▸ **What to work on**
Recast the entire listing below as a JSON list of strings, with one string for each line and blank lines omitted.

▸ **Data entries**
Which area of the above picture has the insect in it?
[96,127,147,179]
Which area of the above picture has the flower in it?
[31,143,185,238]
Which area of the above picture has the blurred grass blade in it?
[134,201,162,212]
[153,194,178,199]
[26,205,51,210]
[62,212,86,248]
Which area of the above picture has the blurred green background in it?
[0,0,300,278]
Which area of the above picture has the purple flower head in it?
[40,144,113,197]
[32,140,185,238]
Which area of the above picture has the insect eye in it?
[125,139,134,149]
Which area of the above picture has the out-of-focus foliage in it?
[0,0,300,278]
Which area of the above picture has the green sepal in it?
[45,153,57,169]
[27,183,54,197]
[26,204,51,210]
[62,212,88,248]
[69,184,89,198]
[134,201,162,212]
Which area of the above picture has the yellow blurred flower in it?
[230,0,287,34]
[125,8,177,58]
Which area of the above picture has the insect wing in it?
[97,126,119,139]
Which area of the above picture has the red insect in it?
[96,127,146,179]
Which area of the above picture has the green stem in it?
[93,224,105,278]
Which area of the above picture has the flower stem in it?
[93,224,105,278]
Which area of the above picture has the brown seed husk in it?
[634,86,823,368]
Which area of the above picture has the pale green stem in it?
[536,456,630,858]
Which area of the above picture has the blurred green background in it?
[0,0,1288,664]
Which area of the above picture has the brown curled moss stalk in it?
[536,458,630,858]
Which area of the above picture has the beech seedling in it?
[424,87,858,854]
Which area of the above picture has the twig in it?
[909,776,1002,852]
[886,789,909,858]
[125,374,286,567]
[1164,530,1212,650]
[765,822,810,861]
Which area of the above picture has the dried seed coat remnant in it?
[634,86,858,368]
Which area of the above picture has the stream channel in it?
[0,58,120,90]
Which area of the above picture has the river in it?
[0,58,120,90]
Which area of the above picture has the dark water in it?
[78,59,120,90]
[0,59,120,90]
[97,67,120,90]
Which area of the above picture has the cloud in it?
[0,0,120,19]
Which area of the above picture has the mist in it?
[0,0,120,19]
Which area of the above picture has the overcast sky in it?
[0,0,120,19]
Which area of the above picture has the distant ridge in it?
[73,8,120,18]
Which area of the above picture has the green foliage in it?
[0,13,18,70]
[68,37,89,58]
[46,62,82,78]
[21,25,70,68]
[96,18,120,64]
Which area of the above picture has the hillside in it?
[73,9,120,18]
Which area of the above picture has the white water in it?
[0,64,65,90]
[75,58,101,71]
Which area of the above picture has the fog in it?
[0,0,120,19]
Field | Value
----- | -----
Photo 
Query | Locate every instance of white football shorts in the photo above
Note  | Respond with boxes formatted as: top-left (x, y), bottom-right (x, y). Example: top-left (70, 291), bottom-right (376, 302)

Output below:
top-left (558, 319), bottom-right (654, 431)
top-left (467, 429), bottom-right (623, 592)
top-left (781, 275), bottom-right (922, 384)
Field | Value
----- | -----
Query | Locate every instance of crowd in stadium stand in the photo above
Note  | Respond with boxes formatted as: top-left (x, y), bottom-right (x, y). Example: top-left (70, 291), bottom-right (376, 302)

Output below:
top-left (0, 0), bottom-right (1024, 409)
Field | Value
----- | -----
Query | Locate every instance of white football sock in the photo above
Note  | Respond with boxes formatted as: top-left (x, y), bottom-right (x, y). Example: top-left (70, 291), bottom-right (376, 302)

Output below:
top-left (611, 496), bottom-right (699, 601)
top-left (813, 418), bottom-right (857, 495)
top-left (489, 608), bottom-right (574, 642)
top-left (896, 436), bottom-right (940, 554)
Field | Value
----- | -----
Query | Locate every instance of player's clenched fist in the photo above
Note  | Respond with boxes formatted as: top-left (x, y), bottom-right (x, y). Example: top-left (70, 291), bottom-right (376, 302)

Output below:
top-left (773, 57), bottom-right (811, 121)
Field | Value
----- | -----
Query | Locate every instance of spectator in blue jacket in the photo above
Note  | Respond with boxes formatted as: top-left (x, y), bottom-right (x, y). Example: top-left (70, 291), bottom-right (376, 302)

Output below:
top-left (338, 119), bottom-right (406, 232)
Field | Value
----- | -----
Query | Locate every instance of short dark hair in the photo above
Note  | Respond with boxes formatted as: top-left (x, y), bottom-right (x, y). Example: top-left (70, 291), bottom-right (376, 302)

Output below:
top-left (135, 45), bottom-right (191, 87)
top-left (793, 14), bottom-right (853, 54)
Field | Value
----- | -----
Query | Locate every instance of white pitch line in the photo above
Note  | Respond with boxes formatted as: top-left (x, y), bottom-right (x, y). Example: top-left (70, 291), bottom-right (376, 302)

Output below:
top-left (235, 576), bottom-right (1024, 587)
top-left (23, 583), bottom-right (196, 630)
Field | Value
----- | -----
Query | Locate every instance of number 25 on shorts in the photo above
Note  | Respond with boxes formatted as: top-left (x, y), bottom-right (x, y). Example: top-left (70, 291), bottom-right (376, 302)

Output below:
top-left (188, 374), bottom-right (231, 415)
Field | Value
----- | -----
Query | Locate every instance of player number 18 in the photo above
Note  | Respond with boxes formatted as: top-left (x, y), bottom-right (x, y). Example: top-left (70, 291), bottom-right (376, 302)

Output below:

▸ **Answer to the task**
[
  "Which area of the above picture has the insect in it?",
  "[96,127,147,179]",
  "Which area of the above picture has the flower in it?",
  "[31,143,185,238]",
  "Which area of the above picture has the blurred grass blade in it?",
  "[134,201,162,212]",
  "[153,194,178,199]",
  "[26,205,51,210]",
  "[62,212,86,248]",
  "Which area of the above picture has the blurred green background in it?",
  "[0,0,300,278]",
  "Which area of the above picture has the purple flower head in it?",
  "[40,144,113,197]",
  "[32,140,185,238]",
  "Which area of the above picture has the insect eye in it?",
  "[125,139,134,149]",
  "Which area of the above picture has the out-of-focus foliage in it?",
  "[0,0,300,278]",
  "Which area of the above picture has the green sepal in it?",
  "[45,153,57,169]",
  "[27,183,54,197]",
  "[26,204,51,210]",
  "[62,212,88,248]",
  "[69,184,89,198]",
  "[134,201,162,212]",
  "Which area of the above picture has the yellow blurred flower in it?",
  "[230,0,287,34]",
  "[125,8,177,58]",
  "Which area of the above picture has the insect wing in it?",
  "[97,126,119,139]",
  "Which area of the above picture has the red insect in it?",
  "[96,127,146,179]",
  "Which area of the above picture has the green stem in it?",
  "[93,224,105,278]",
  "Which area of the above picture has the flower stem in it?",
  "[93,224,105,278]",
  "Which area of the above picture has the brown seed husk in it?",
  "[634,86,823,368]",
  "Which area of the above picture has the pale green stem in it?",
  "[536,456,630,858]",
  "Which area of the above picture has the blurred green background in it?",
  "[0,0,1288,664]",
  "Which area of the above picture has the brown curled moss stalk in it?",
  "[536,458,630,858]",
  "Which area of the above picture has the beech seedling in it?",
  "[424,87,858,854]",
  "Which area of the above picture has the twig in it?",
  "[909,776,1002,852]",
  "[886,789,909,858]",
  "[125,374,286,567]",
  "[1164,530,1212,650]",
  "[765,822,810,861]",
  "Which area of the above picture has the dried seed coat remnant in it?",
  "[634,86,858,368]",
  "Which area of the above picture has the stream channel in it?",
  "[0,58,120,90]",
  "Which area of the above picture has the river in it?",
  "[0,58,120,90]",
  "Which area of the above picture has the dark water in it?",
  "[78,59,120,90]",
  "[0,59,120,90]",
  "[97,67,120,90]",
  "Which area of the above picture has the cloud in it?",
  "[0,0,120,19]",
  "Which area of the above picture has the mist in it?",
  "[0,0,120,19]",
  "Which area of the above picture has the overcast sky in it?",
  "[0,0,120,19]",
  "Which area of the above picture has the distant ridge in it?",
  "[73,8,120,18]",
  "Which area of the above picture has the green foliage in it?",
  "[0,13,18,70]",
  "[68,37,89,58]",
  "[46,62,82,78]",
  "[21,25,70,68]",
  "[96,18,120,64]",
  "Which area of the above picture has the hillside in it?",
  "[73,9,120,18]",
  "Which area of the above picture has the white water in it?",
  "[0,64,65,90]",
  "[75,58,101,71]",
  "Which area of the above picture has the fog in it?",
  "[0,0,120,19]",
  "Field | Value",
  "----- | -----",
  "Photo ",
  "Query | Locate every instance of white football shorts in the photo above",
  "Note  | Respond with boxes formatted as: top-left (x, y), bottom-right (x, y). Example: top-left (70, 291), bottom-right (376, 302)",
  "Output below:",
  "top-left (558, 319), bottom-right (654, 431)",
  "top-left (467, 429), bottom-right (623, 592)",
  "top-left (781, 275), bottom-right (922, 384)",
  "Field | Value",
  "----- | -----",
  "Query | Locate every instance of crowd in stadium stand in the photo above",
  "Note  | Respond with boxes formatted as: top-left (x, y), bottom-right (x, y). Example: top-left (70, 291), bottom-right (376, 302)",
  "Output below:",
  "top-left (0, 0), bottom-right (1024, 409)",
  "Field | Value",
  "----- | -----",
  "Query | Locate every instance of white football sock in the photo above",
  "Note  | Respond with boxes formatted as: top-left (x, y), bottom-right (x, y). Example: top-left (70, 291), bottom-right (376, 302)",
  "Output below:",
  "top-left (611, 496), bottom-right (699, 601)",
  "top-left (813, 418), bottom-right (857, 495)",
  "top-left (489, 608), bottom-right (574, 642)",
  "top-left (896, 436), bottom-right (940, 554)",
  "Field | Value",
  "----- | -----",
  "Query | Locate every instance of player's clenched fist in the photo above",
  "Note  | Respond with boxes formatted as: top-left (x, y), bottom-right (x, y). Example: top-left (70, 291), bottom-right (376, 302)",
  "Output below:",
  "top-left (773, 57), bottom-right (811, 121)",
  "Field | Value",
  "----- | -----",
  "Query | Locate every instance of spectator in blue jacket in the photo above",
  "Note  | Respond with boxes formatted as: top-left (x, y), bottom-right (x, y). Example: top-left (70, 291), bottom-right (376, 302)",
  "Output below:",
  "top-left (338, 119), bottom-right (406, 232)",
  "Field | Value",
  "----- | -----",
  "Query | Locate every instance of short dark hair in the photo above",
  "Note  | Respond with boxes formatted as: top-left (x, y), bottom-right (x, y). Example: top-left (70, 291), bottom-right (376, 302)",
  "Output below:",
  "top-left (135, 45), bottom-right (191, 87)",
  "top-left (793, 14), bottom-right (853, 54)",
  "Field | Value",
  "----- | -----",
  "Query | Locate every instance of white pitch line in the photo above",
  "Note  | Respond with boxes formatted as: top-left (x, y), bottom-right (x, y). Example: top-left (70, 291), bottom-right (376, 302)",
  "Output below:",
  "top-left (235, 576), bottom-right (1024, 587)",
  "top-left (23, 583), bottom-right (196, 630)",
  "Field | Value",
  "----- | -----",
  "Query | Locate every instance of number 25 on shorts in the photo above",
  "Note  | Respond with boxes formatted as: top-left (x, y), bottom-right (x, y). Example: top-left (70, 291), bottom-right (376, 302)",
  "Output below:",
  "top-left (188, 374), bottom-right (231, 415)",
  "Field | Value",
  "----- | -----",
  "Query | Locate every instance of player number 18 in the photo above",
  "Note  | Respond with boxes formatted as: top-left (x, y), bottom-right (x, y). Example: top-left (70, 291), bottom-right (376, 302)",
  "Output below:"
]